(Page excerpt):

Employment Insurance (EI)

Decision Information

Decision Content



Reasons and decision

Introduction

[1] On February 5, 2016, the General Division (GD) of the Social Security Tribunal of Canada (Tribunal) dismissed the Applicant’s appeal of a decision of the Canada Employment Insurance Commission (Commission). The Applicant had been denied an extension of time within which to seek reconsideration by the Commission. The Applicant appealed to the GD of the Tribunal.

[2] The Applicant attended the GD hearing, which was held by teleconference on February 4, 2016. The Respondent did not attend.

[3] The GD determined that:

  1. The Commission exercised its discretion under section 112 of the Employment Insurance Act (EI Act) in a judicial manner when it denied the Appellant’s request to extend the 30 day reconsideration period;
  2. The Commission considered all pertinent factors including the Applicant’s reasons for delay;
  3. The Applicant did not demonstrate a continuing intention to request the reconsideration; there was no evidence of a reasonable explanation for requesting a longer period for reconsideration; and the Applicant did not demonstrate a continued intention to request reconsideration; and
  4. The Applicant’s delay in requesting reconsideration does not meet the requirements of the Reconsideration Request Regulations.

Based on these conclusions, the GD dismissed the appeal.

[4] The Applicant filed an application for leave to appeal (Application) with the Appeal Division (AD) of the Tribunal on March 6, 2016. The Application stated that he received the GD decision on February 20, 2016. The Application was filed within the 30 day time limit.

Issue

[5] Whether the appeal has a reasonable chance of success.

Law and analysis

[6] Pursuant to section 57 of the Department of Employment and Social Development Act (DESD Act), an application must be made to the AD within 30 days after the day on which the decision appealed from was communicated to the appellant.

[7] According to subsections 56(1) and 58(3) of the DESD Act, “an appeal to the Appeal Division may only be brought if leave to appeal is granted” and “the Appeal Division must either grant or refuse leave to appeal.”

[8] Subsection 58(2) of the DESD Act provides that “leave to appeal is refused if the Appeal Division is satisfied that the appeal has no reasonable chance of success.”

[9] Subsection 58(1) of the DESD Act states that the only grounds of appeal are the following:

  1. (a) The General Division failed to observe a principle of natural justice or otherwise acted beyond or refused to exercise its jurisdiction;
  2. (b) The General Division erred in law in making its decision, whether or not the error appears on the face of the record; or
  3. (c) The General Division based its decision on an erroneous finding of fact that it made in a perverse or capricious manner or without regard for the material before it.

(Provided data):

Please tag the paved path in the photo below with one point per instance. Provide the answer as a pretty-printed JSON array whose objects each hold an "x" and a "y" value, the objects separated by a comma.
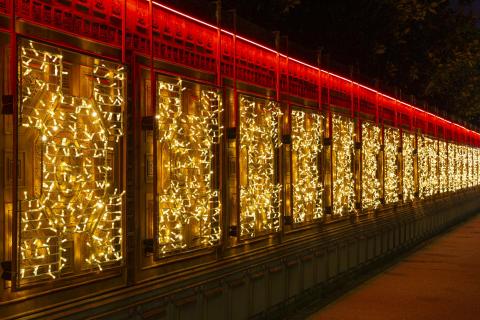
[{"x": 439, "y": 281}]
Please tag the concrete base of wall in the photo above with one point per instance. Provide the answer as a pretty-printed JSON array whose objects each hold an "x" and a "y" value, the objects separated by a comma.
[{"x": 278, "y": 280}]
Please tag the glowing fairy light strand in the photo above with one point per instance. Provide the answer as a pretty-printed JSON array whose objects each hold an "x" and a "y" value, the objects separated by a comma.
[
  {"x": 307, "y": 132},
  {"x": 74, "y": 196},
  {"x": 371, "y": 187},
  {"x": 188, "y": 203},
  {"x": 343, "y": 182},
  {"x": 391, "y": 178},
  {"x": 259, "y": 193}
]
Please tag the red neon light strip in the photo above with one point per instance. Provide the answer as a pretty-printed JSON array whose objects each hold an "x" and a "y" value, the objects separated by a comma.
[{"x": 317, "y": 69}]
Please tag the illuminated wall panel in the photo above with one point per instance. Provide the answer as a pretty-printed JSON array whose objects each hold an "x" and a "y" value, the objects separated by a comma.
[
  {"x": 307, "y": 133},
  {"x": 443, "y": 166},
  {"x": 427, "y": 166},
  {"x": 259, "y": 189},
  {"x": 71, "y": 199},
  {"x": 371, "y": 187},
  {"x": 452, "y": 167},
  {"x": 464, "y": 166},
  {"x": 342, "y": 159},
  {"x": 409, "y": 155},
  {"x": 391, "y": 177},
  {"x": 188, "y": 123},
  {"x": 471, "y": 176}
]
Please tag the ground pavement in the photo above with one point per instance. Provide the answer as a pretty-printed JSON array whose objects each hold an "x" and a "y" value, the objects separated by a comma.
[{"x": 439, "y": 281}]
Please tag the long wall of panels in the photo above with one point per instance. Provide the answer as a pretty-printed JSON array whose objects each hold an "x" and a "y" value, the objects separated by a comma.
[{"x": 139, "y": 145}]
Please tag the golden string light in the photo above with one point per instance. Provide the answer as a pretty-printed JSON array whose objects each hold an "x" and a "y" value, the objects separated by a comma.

...

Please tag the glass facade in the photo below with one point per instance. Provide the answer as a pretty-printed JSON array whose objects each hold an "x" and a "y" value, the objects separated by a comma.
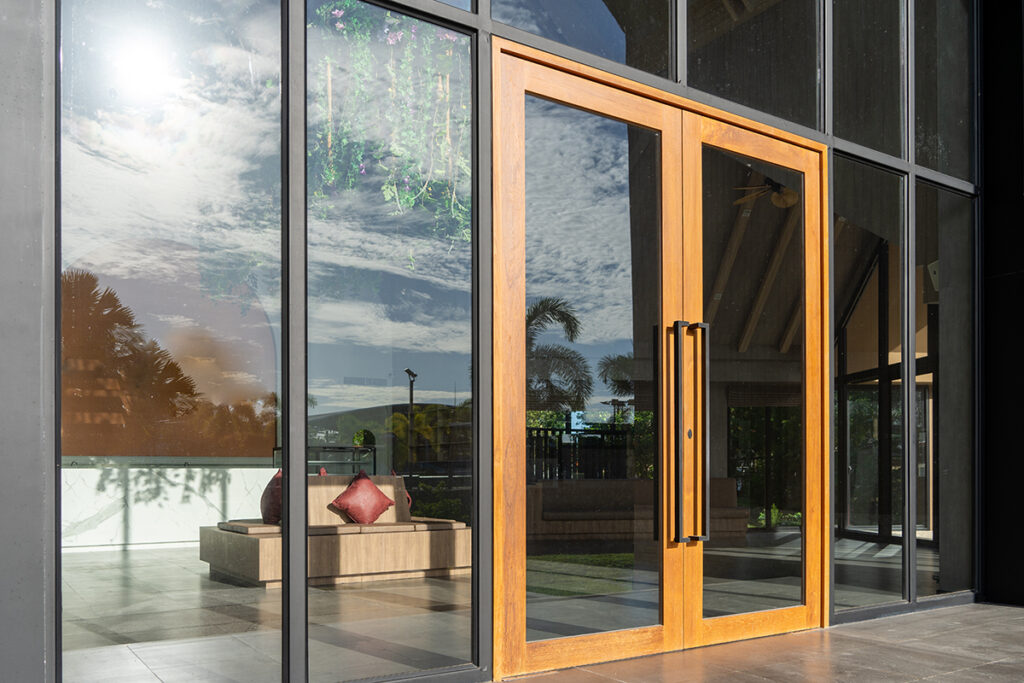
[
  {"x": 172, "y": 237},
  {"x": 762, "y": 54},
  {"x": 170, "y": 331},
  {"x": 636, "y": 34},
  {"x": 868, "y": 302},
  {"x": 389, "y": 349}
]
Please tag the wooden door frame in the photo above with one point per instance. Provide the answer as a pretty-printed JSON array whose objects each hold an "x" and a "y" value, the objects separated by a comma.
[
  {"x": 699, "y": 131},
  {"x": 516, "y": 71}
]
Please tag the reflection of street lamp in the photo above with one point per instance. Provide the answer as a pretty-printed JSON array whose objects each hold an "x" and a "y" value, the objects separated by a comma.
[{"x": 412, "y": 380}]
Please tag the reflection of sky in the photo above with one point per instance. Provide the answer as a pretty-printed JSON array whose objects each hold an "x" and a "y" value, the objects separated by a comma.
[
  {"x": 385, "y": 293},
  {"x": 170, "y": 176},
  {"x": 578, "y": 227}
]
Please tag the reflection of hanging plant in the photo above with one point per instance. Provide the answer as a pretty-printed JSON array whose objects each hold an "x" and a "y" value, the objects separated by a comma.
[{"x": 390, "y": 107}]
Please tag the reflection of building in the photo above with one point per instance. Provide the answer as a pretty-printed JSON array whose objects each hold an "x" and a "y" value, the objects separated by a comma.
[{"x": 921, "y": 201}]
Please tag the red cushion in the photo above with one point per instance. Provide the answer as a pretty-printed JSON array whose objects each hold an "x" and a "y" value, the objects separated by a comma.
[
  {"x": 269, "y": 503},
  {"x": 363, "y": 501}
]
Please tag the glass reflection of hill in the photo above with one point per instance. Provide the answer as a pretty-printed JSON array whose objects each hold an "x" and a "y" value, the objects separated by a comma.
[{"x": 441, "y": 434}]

(What you need to do): Translate this sentence from the employment insurance decision into French: "The Applicant attended the GD hearing, which was held by teleconference on February 4, 2016."

(Solution to this problem): Le demandeur a assisté à l'audience de la DG, qui s'est tenue par téléconférence le 4 février 2016.